# Assigned task:
Please take the lines from the one holding "Locate every instance of the large" through the one holding "Locate every instance of the lake" in the data below and copy them exactly.
*** Begin section ***
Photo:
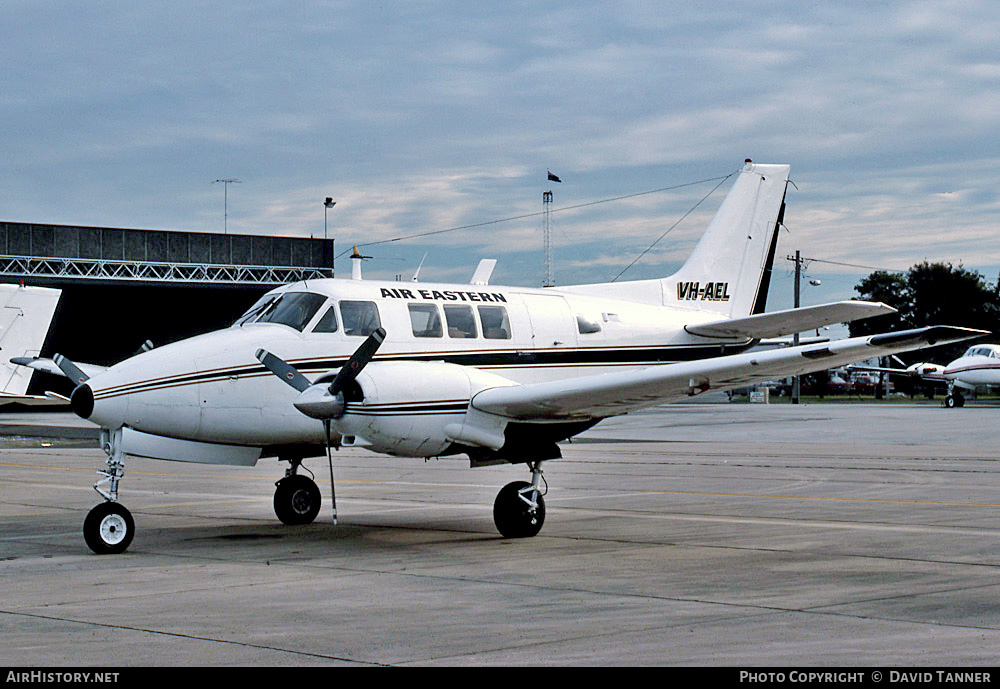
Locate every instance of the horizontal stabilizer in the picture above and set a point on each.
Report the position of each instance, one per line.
(48, 399)
(610, 394)
(790, 321)
(49, 366)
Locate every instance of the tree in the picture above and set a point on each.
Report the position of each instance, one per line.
(930, 294)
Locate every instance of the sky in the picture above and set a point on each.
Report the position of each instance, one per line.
(427, 116)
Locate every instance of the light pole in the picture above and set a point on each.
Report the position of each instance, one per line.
(225, 217)
(327, 205)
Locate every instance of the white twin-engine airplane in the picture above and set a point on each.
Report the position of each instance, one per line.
(978, 367)
(501, 374)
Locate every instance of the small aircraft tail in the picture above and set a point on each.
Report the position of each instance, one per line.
(729, 271)
(25, 316)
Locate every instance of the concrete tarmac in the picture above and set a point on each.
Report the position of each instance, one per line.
(698, 534)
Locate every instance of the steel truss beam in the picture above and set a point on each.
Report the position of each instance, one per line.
(151, 271)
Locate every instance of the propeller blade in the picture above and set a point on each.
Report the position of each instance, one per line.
(283, 370)
(358, 361)
(70, 369)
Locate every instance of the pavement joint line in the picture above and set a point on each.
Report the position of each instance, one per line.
(193, 637)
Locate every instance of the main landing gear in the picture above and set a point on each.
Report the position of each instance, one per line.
(296, 499)
(519, 510)
(109, 527)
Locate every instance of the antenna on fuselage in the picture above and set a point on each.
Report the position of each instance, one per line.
(416, 273)
(356, 259)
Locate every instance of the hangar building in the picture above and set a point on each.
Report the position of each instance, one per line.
(122, 287)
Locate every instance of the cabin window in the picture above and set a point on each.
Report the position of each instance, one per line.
(495, 323)
(328, 323)
(294, 309)
(586, 325)
(359, 317)
(425, 320)
(461, 322)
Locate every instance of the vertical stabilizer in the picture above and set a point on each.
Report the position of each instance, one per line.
(729, 270)
(25, 316)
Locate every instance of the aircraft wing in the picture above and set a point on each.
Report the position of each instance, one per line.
(610, 394)
(789, 321)
(930, 373)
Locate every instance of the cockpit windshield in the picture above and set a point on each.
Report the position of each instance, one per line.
(294, 309)
(982, 351)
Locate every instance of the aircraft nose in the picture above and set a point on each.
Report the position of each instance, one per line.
(81, 401)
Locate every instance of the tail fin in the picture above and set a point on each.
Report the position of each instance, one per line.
(25, 316)
(729, 271)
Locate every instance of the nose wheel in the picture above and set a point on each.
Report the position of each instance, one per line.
(519, 510)
(108, 529)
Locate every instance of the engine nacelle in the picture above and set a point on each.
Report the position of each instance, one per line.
(420, 409)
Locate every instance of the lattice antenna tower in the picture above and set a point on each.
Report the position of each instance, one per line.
(549, 280)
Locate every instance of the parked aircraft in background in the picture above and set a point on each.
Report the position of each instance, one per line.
(500, 374)
(979, 366)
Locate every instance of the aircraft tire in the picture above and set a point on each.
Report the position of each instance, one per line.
(108, 529)
(296, 500)
(513, 518)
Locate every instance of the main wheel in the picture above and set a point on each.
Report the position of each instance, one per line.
(514, 517)
(296, 500)
(108, 528)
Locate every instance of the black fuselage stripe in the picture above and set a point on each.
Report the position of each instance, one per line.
(510, 359)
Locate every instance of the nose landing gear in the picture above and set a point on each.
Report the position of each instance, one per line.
(109, 527)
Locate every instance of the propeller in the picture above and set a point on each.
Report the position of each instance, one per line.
(70, 369)
(322, 401)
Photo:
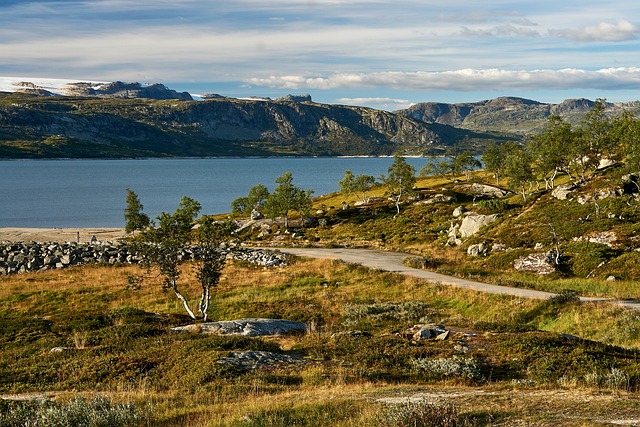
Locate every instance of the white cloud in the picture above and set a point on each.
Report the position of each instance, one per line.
(507, 30)
(621, 31)
(388, 104)
(464, 80)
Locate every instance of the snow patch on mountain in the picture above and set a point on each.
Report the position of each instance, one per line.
(54, 86)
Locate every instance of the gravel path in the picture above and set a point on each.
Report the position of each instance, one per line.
(392, 261)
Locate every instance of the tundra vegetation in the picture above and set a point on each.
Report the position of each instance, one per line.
(70, 335)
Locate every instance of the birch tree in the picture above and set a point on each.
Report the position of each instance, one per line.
(400, 179)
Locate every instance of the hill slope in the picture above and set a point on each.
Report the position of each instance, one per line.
(36, 126)
(507, 114)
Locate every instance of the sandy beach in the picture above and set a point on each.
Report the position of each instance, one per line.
(82, 235)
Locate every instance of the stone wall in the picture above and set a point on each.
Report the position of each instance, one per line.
(34, 256)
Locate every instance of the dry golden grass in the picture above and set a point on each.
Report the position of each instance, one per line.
(336, 387)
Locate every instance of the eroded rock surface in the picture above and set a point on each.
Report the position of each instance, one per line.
(252, 327)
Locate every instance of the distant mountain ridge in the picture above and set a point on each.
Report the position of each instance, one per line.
(507, 114)
(106, 120)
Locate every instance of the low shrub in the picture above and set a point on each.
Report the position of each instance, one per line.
(79, 412)
(453, 367)
(379, 313)
(421, 414)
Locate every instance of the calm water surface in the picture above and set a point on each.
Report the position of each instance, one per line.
(91, 193)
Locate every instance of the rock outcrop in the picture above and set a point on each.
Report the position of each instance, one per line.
(26, 257)
(248, 360)
(126, 90)
(473, 222)
(252, 327)
(540, 263)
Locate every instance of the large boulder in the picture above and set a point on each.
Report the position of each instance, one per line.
(562, 192)
(473, 222)
(478, 249)
(485, 190)
(540, 263)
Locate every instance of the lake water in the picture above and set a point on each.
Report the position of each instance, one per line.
(91, 193)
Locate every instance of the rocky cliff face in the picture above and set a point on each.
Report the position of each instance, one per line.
(507, 114)
(125, 90)
(36, 126)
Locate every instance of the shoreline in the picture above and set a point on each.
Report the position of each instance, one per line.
(79, 235)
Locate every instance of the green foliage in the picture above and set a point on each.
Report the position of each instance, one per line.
(161, 248)
(134, 218)
(456, 366)
(287, 197)
(400, 179)
(490, 206)
(79, 412)
(351, 183)
(421, 414)
(380, 313)
(256, 199)
(325, 414)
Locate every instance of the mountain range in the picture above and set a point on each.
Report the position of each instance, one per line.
(113, 120)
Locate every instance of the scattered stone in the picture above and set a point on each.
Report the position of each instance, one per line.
(498, 247)
(425, 332)
(443, 336)
(252, 327)
(473, 222)
(562, 192)
(607, 238)
(540, 263)
(248, 360)
(352, 334)
(437, 198)
(478, 249)
(34, 256)
(256, 215)
(486, 190)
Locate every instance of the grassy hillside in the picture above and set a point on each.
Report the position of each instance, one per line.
(596, 229)
(503, 358)
(86, 332)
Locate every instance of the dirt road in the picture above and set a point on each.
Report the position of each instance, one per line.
(392, 261)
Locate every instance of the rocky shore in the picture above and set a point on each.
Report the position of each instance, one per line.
(20, 257)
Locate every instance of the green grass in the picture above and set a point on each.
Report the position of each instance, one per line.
(115, 342)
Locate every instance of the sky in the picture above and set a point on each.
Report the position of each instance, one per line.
(386, 54)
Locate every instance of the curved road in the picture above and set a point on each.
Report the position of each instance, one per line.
(392, 261)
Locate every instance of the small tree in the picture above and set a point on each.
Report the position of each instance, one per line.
(255, 200)
(210, 263)
(551, 149)
(287, 197)
(134, 218)
(351, 183)
(400, 179)
(518, 169)
(161, 245)
(465, 162)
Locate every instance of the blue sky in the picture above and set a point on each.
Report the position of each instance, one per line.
(379, 53)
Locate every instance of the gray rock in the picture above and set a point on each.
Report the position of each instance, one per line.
(540, 263)
(428, 331)
(607, 238)
(256, 215)
(479, 249)
(247, 360)
(252, 327)
(473, 222)
(562, 192)
(486, 190)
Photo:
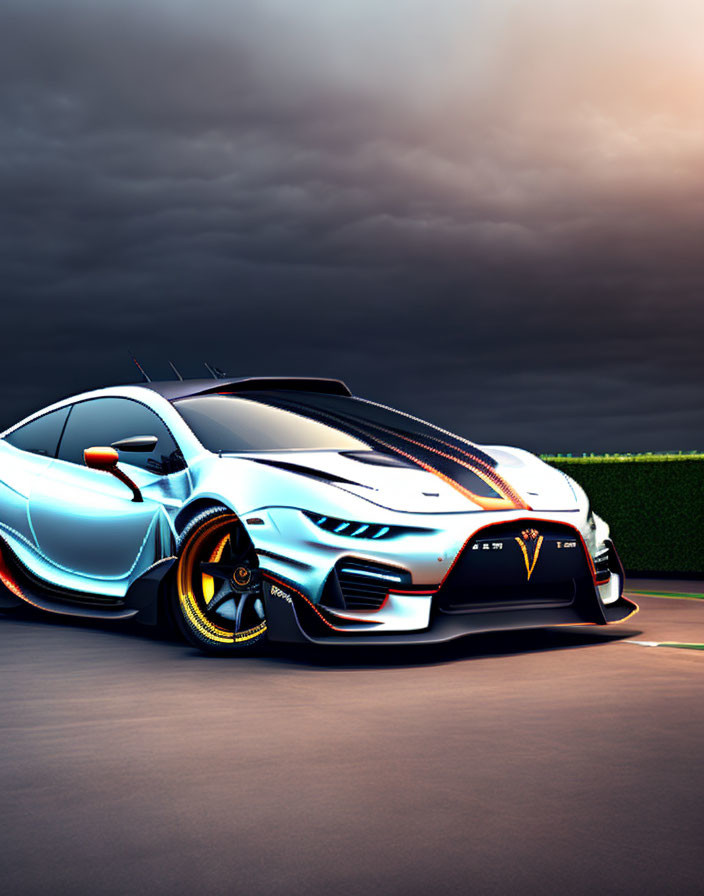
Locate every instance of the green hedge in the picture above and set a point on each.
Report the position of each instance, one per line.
(655, 508)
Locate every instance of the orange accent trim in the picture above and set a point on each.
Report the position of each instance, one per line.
(309, 602)
(484, 503)
(488, 476)
(534, 521)
(8, 581)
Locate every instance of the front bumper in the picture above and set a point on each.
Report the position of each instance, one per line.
(491, 586)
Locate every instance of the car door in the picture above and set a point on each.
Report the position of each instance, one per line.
(25, 454)
(84, 521)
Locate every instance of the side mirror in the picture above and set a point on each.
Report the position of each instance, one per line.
(105, 459)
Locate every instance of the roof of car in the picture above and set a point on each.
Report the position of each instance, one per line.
(174, 389)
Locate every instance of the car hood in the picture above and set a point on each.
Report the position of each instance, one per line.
(400, 486)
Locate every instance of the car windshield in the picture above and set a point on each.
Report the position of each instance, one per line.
(234, 424)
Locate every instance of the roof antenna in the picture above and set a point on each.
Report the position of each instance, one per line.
(147, 379)
(214, 371)
(171, 365)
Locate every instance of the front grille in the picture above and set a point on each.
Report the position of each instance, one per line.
(364, 585)
(523, 564)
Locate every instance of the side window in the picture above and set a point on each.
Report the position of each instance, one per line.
(42, 435)
(102, 421)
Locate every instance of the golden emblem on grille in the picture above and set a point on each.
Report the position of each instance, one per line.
(530, 543)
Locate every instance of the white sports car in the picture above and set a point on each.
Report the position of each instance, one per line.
(292, 510)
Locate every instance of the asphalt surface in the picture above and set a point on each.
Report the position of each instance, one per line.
(562, 761)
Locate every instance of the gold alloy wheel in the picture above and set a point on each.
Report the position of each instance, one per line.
(219, 583)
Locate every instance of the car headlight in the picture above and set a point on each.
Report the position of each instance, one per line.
(356, 528)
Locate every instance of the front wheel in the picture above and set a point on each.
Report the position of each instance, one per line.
(218, 601)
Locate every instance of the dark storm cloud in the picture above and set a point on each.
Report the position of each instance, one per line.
(487, 214)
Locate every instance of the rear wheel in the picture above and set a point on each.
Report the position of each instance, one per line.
(218, 601)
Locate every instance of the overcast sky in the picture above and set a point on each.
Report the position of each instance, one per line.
(489, 213)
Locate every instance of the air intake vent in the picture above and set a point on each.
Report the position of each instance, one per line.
(354, 528)
(364, 586)
(601, 566)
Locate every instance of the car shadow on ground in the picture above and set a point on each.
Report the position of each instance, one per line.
(470, 647)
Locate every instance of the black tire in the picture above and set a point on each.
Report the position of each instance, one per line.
(216, 597)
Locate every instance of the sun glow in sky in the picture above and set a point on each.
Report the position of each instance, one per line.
(489, 213)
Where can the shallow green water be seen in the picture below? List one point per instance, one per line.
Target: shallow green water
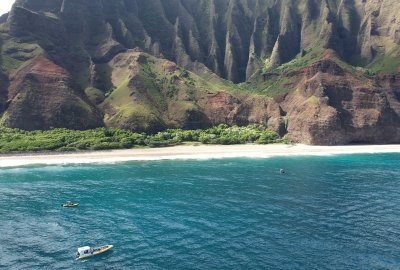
(339, 212)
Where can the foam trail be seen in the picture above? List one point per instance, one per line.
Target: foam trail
(202, 152)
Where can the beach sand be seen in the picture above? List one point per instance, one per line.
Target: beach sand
(190, 152)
*** End section ***
# Solution for this problem:
Locate every instance of the large boulder in the picture above and set a point on each.
Report the position of each instance, one per line.
(562, 192)
(473, 222)
(478, 249)
(485, 190)
(540, 263)
Locate every instance of the lake water in the picture above and set a point on each.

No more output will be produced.